### Region pointing data
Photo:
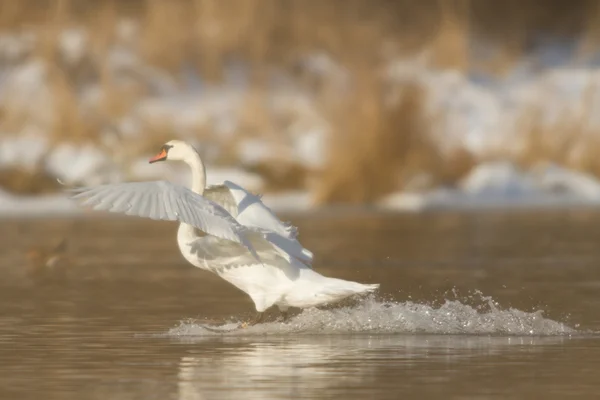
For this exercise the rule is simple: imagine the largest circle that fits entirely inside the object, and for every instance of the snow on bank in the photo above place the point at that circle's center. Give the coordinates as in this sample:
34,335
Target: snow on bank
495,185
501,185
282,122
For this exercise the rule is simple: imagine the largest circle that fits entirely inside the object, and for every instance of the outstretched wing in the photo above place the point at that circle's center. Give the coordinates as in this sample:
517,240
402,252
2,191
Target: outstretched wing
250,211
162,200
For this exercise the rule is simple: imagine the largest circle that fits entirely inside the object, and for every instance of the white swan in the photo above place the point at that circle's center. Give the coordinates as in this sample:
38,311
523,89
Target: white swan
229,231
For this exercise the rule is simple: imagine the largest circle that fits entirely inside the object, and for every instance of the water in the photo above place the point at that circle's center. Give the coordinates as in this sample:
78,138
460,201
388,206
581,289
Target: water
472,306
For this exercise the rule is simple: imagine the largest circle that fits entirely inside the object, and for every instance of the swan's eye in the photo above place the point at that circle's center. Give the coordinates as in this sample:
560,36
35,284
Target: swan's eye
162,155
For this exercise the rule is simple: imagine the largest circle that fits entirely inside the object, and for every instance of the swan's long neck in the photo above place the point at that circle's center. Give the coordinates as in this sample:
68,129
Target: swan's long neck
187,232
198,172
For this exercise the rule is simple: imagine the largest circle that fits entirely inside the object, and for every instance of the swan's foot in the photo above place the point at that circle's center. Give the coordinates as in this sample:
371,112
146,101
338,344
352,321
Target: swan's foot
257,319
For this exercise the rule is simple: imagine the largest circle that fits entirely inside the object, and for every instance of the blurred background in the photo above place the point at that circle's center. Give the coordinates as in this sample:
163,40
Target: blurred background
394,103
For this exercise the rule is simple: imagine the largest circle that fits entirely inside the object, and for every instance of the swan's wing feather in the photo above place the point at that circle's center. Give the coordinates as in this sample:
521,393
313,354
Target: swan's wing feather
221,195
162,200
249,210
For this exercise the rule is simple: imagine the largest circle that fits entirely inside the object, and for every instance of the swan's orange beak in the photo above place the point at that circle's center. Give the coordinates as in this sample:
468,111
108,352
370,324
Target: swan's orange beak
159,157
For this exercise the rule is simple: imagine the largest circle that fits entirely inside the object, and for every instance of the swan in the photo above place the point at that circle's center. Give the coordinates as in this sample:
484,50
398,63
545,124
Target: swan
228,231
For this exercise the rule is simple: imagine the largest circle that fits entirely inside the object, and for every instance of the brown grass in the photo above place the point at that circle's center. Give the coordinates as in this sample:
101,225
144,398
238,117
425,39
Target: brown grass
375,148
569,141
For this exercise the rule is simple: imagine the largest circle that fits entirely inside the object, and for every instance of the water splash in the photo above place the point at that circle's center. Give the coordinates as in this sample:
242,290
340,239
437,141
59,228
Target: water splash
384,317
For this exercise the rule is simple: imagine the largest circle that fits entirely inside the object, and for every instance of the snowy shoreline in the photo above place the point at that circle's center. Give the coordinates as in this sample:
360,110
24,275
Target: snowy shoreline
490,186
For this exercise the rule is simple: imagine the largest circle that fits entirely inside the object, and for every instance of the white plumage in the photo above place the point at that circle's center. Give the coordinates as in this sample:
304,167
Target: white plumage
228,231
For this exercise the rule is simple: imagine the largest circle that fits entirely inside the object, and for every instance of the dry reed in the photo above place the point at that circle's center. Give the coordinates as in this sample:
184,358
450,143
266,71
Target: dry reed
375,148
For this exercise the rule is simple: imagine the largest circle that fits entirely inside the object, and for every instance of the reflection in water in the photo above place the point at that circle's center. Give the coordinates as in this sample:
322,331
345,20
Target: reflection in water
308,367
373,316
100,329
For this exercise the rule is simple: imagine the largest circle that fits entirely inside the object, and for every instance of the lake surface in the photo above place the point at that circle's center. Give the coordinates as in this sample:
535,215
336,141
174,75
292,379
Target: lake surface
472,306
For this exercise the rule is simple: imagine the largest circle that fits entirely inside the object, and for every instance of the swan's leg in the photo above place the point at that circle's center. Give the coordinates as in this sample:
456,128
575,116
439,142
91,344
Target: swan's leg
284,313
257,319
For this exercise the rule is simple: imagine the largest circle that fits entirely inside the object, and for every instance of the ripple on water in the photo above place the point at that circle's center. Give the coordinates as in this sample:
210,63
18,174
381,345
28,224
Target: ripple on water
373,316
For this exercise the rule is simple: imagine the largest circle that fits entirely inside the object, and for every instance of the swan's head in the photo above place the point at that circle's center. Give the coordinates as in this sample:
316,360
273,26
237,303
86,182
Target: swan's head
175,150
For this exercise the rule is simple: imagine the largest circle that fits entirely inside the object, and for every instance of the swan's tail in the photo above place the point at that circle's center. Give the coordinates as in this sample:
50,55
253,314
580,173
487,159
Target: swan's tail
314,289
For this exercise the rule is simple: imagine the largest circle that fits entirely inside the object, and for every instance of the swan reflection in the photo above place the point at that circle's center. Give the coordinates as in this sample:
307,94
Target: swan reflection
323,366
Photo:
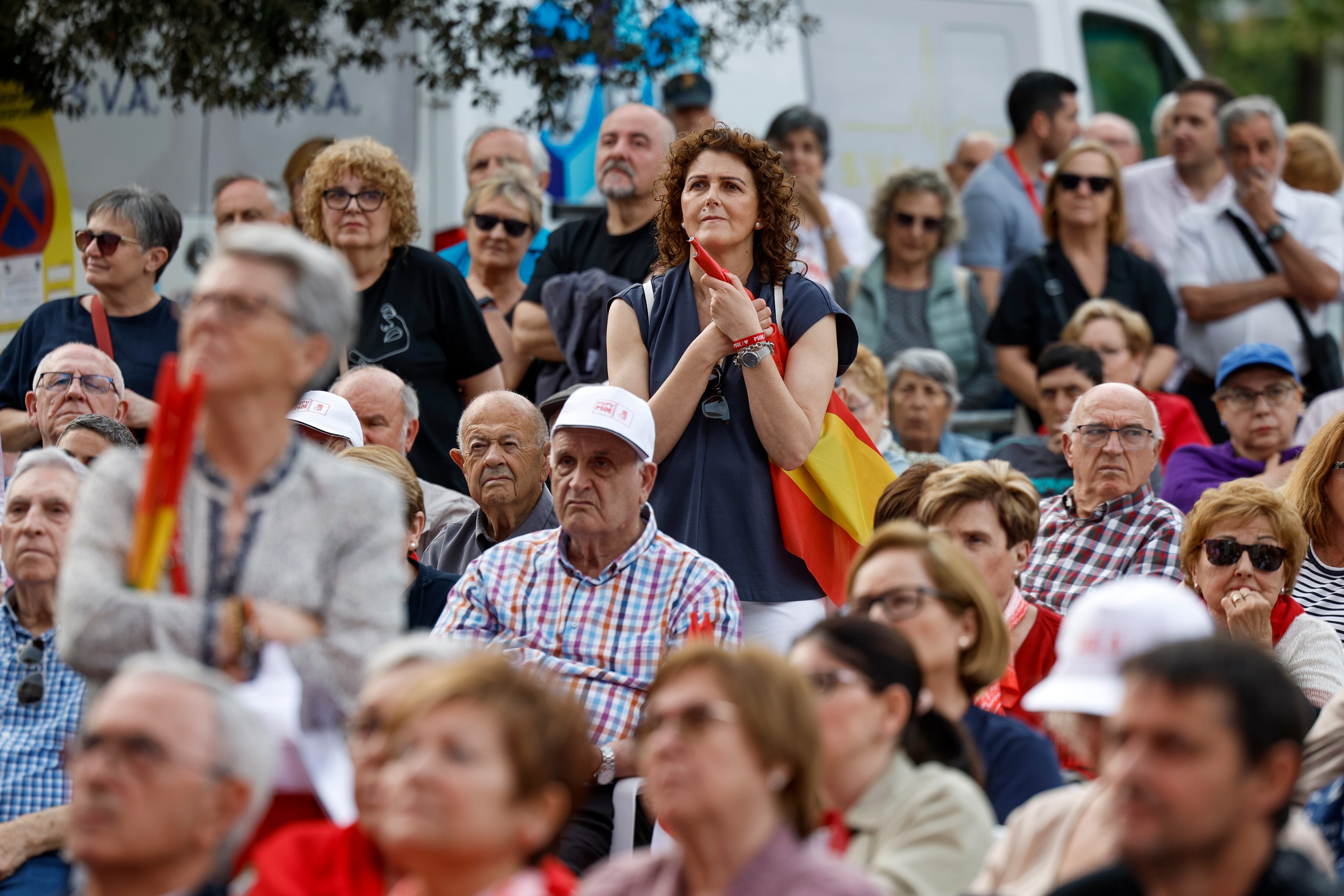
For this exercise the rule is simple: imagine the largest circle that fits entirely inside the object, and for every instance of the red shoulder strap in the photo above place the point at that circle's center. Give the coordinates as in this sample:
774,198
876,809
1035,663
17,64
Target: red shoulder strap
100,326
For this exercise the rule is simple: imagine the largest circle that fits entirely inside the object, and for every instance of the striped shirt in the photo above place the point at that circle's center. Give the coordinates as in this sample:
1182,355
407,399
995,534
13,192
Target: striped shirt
* * *
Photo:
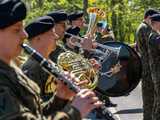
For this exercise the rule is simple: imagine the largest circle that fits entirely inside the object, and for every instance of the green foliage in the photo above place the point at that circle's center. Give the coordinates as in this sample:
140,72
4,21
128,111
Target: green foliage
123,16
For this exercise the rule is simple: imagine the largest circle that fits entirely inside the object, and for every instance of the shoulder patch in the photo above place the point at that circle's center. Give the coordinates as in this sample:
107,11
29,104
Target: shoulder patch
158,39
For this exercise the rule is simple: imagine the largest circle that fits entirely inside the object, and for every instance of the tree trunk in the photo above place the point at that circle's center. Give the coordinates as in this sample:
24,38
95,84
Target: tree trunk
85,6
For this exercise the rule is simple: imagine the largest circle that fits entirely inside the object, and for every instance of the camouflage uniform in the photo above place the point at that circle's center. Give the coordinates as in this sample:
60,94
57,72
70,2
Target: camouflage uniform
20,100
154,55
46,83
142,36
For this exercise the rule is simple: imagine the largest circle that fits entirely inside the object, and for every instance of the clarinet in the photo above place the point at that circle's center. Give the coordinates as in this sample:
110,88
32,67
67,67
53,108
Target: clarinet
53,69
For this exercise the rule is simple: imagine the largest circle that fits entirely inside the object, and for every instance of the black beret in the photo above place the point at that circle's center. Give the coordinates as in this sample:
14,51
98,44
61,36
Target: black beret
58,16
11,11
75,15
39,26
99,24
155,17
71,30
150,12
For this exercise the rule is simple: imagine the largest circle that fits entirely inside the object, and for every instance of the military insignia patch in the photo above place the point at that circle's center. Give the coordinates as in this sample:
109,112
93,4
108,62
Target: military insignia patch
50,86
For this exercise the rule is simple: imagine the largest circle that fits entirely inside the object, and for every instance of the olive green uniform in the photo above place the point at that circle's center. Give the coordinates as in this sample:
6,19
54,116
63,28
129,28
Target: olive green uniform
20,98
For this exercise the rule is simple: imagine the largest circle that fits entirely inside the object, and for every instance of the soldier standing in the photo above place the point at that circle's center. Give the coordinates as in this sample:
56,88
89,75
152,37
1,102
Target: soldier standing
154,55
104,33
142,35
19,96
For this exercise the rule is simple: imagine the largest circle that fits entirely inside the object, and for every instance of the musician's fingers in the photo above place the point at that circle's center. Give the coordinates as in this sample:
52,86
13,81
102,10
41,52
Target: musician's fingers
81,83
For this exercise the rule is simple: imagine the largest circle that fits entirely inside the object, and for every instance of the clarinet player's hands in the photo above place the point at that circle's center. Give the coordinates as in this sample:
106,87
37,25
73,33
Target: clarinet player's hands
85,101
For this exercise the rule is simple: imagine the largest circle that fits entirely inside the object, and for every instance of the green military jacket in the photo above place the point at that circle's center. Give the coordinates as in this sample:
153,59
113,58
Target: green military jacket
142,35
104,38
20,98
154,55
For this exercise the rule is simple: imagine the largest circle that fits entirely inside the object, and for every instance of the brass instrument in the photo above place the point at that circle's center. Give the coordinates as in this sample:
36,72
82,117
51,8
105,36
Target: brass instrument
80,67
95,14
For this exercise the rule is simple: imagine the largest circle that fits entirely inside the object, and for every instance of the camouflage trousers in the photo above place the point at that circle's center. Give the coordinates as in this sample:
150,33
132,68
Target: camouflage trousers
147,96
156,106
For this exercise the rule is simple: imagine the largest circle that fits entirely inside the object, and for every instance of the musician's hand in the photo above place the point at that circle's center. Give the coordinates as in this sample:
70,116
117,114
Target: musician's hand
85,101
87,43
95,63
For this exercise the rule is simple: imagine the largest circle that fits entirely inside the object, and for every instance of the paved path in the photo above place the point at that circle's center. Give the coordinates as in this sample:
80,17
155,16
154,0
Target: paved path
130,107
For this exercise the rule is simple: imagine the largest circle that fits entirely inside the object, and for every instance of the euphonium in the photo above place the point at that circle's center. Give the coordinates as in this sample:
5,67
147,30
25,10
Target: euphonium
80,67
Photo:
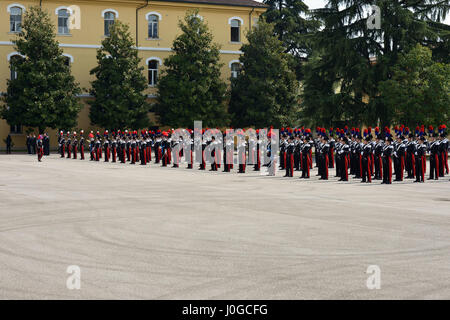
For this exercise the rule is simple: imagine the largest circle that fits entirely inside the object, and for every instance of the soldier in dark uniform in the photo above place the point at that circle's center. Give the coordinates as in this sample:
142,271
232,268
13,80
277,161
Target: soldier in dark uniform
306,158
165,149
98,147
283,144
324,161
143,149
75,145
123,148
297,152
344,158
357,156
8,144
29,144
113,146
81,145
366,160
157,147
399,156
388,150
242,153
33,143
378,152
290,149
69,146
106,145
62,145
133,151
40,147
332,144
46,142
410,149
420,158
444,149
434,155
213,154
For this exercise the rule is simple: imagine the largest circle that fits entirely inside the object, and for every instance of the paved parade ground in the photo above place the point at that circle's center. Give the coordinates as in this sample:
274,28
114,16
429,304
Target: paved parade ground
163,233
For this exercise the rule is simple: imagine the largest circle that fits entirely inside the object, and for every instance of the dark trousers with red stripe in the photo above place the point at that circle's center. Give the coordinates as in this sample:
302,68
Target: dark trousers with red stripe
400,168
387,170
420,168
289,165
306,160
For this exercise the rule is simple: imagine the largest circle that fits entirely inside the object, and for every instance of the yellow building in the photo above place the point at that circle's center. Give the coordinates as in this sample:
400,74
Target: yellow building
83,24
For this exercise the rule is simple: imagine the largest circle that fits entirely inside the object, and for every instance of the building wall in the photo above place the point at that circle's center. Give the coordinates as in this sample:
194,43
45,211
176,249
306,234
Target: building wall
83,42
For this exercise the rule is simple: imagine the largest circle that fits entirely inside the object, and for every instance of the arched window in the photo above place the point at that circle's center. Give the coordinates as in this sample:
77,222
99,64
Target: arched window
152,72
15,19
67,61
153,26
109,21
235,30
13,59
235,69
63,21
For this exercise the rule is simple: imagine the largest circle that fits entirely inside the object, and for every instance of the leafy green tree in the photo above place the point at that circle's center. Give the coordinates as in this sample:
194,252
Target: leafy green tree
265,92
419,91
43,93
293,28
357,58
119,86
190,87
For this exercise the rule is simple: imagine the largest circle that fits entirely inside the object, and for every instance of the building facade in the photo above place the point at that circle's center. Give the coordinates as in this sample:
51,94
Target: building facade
...
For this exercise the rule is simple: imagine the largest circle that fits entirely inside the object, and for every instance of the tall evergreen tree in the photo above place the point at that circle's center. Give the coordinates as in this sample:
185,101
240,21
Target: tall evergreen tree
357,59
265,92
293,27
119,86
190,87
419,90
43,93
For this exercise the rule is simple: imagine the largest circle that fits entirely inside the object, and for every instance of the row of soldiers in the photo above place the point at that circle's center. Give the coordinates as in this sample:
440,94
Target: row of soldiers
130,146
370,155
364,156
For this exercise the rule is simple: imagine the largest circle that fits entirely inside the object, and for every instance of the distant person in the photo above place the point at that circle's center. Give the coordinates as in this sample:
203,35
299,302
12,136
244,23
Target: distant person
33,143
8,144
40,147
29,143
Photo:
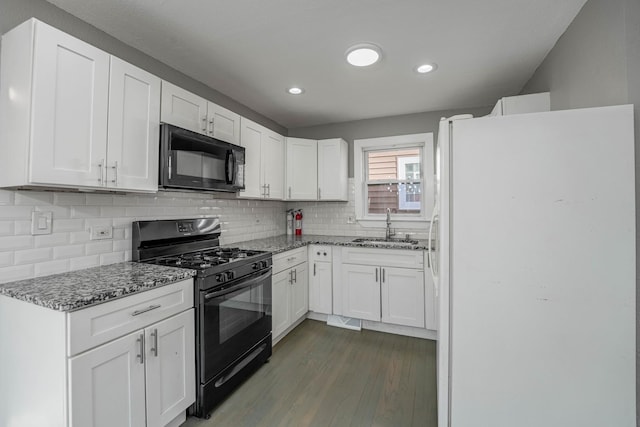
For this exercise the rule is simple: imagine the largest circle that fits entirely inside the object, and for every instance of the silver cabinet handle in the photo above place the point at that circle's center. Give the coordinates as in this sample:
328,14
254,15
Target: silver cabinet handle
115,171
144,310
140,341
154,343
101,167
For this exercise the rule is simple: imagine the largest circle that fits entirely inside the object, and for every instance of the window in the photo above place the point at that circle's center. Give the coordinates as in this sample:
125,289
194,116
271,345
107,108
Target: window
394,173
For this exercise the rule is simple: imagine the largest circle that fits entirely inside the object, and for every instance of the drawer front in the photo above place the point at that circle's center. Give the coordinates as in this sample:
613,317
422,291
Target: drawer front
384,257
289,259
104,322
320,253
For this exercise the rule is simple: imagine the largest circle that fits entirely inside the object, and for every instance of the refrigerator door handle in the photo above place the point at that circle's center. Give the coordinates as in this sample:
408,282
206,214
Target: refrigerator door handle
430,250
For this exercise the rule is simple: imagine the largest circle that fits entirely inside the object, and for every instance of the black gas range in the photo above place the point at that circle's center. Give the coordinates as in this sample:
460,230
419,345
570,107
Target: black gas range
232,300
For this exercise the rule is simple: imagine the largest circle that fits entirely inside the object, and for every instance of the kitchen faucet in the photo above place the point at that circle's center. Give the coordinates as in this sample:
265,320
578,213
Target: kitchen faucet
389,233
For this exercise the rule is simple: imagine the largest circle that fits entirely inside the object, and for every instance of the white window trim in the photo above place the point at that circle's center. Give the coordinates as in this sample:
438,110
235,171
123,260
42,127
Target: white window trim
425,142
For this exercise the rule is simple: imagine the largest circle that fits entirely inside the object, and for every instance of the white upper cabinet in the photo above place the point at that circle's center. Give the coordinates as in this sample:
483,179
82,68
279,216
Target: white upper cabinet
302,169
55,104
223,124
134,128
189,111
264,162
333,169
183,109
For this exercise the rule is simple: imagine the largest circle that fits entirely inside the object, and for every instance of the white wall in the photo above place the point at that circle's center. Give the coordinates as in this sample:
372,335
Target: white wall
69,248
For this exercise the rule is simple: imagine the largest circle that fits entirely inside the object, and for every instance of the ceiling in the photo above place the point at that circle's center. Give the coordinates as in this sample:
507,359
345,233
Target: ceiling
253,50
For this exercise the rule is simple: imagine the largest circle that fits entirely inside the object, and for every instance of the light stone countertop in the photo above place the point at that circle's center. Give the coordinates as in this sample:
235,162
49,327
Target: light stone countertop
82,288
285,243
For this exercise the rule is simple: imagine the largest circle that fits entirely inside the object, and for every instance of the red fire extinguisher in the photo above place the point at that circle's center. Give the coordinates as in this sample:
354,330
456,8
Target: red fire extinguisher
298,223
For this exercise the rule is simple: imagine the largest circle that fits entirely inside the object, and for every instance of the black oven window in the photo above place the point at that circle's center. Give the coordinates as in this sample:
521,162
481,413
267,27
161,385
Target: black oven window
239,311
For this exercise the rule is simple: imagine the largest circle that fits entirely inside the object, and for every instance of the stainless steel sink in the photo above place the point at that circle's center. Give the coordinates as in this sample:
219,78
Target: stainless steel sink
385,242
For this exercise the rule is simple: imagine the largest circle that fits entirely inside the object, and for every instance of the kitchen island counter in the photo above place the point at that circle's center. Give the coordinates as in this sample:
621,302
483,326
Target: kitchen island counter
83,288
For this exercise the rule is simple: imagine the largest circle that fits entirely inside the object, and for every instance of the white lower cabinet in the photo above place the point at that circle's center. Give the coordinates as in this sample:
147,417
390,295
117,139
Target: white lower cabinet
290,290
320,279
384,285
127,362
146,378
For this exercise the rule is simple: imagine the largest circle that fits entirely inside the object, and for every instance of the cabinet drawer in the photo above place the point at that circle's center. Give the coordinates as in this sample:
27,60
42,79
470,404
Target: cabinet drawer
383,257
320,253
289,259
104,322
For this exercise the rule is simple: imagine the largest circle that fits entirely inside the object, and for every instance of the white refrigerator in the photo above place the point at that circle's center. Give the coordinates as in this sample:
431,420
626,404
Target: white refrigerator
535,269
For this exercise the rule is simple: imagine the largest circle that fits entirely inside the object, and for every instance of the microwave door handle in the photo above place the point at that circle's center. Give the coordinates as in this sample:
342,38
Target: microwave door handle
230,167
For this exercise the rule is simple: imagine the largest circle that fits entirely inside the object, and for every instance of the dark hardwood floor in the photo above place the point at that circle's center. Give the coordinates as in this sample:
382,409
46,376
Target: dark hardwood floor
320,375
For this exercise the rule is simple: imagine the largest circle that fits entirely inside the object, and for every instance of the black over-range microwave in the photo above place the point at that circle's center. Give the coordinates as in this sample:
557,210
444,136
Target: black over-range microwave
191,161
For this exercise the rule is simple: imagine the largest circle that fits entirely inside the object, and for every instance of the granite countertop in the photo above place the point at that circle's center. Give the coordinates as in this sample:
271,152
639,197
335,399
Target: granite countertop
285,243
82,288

### REQUIRED WORK
Scan the lines above for "striped", then copy every one that has it.

### SOLUTION TO THIS TASK
For this exercise the rule is simple: imagine the largest circle that fits entirely inside the object, and for every instance of the striped shirt in the photo above place the point at that circle's center. Give the coordinates as in this sample:
Target: striped shirt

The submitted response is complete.